Job: Rewrite the rows below, replacing every "innermost" with "uppermost" and leaving everything else unchanged. Leave the pictures out of your answer.

Material shown:
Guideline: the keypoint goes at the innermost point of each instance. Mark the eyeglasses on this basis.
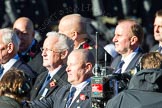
(46, 49)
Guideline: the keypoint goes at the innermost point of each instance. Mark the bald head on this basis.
(24, 21)
(71, 23)
(23, 26)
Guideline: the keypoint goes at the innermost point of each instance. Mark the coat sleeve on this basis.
(44, 103)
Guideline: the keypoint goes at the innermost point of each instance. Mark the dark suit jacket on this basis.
(60, 77)
(7, 102)
(131, 65)
(58, 100)
(26, 69)
(154, 48)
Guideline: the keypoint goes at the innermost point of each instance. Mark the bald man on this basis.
(29, 47)
(76, 27)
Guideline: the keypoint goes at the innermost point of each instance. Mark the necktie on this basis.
(119, 68)
(160, 49)
(1, 70)
(70, 97)
(45, 83)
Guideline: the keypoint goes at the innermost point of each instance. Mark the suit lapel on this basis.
(83, 96)
(38, 86)
(57, 78)
(134, 61)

The solution:
Guideline: the keypoint goes at the uppermost point of each instance. Mark the eyeglasses on this basis.
(46, 49)
Guideline: the keypoint goes at the uppermost point of each instance. Mark the bald head on this basis.
(24, 21)
(71, 23)
(23, 26)
Guideline: the keypoint goes at the uppermost point of each instance. Mark the coat sleeve on this basis.
(44, 103)
Guideline: the keypoint goes at the uppermost point of each instance. Mark the dark suit jacket on this basis.
(60, 77)
(7, 102)
(131, 65)
(58, 100)
(26, 69)
(154, 48)
Guideline: the keypoint goes at the uppermost point of each instance. Mark the bald man on this basis.
(29, 47)
(76, 27)
Guideline: the keypoint goes at the uppermost point of each instance. Mark the necktie on this basis.
(119, 68)
(160, 49)
(1, 70)
(70, 97)
(45, 83)
Guideline: the keypoint goes at the uppermost point of each instance. Mark the suit lapel on this basis.
(83, 96)
(38, 86)
(57, 78)
(134, 61)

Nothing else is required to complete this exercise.